**PROBLEM TO SOLVE**
Which lines in the entries below contain the string "query" with the same capitalization? List each of those lines in full.

**RECORDED INFORMATION**
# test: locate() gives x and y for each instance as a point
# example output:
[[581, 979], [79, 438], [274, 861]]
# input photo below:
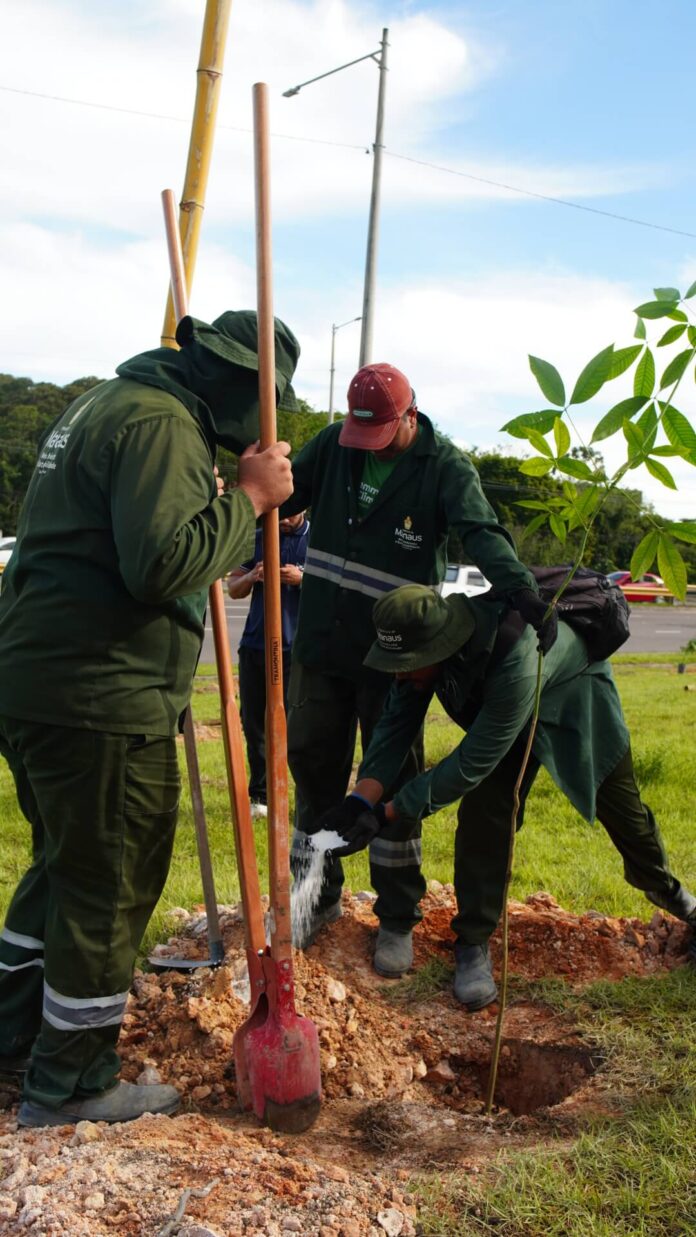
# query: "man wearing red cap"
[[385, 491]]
* * *
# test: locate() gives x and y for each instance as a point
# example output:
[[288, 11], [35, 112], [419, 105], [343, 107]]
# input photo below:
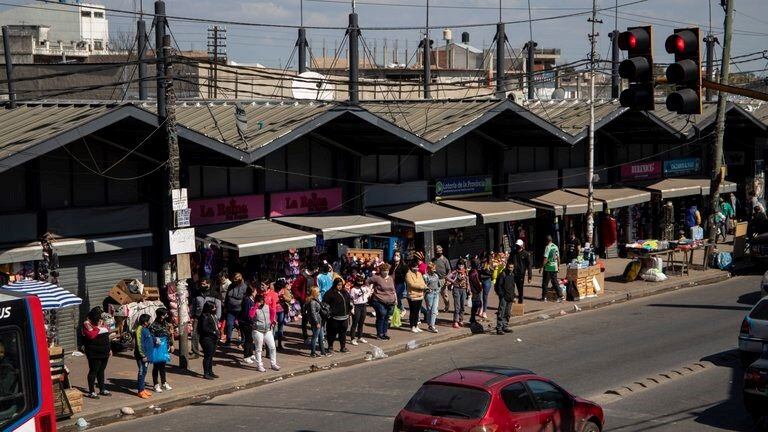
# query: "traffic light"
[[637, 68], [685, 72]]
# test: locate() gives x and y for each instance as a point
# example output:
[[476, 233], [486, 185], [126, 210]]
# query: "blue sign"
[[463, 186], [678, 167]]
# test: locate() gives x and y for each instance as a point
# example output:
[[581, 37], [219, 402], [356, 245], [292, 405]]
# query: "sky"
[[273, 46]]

**SOLUTION TO THE EXERCISE**
# query: "man wearing red cap"
# query: "traffic light"
# query: "blue sign"
# query: "sky"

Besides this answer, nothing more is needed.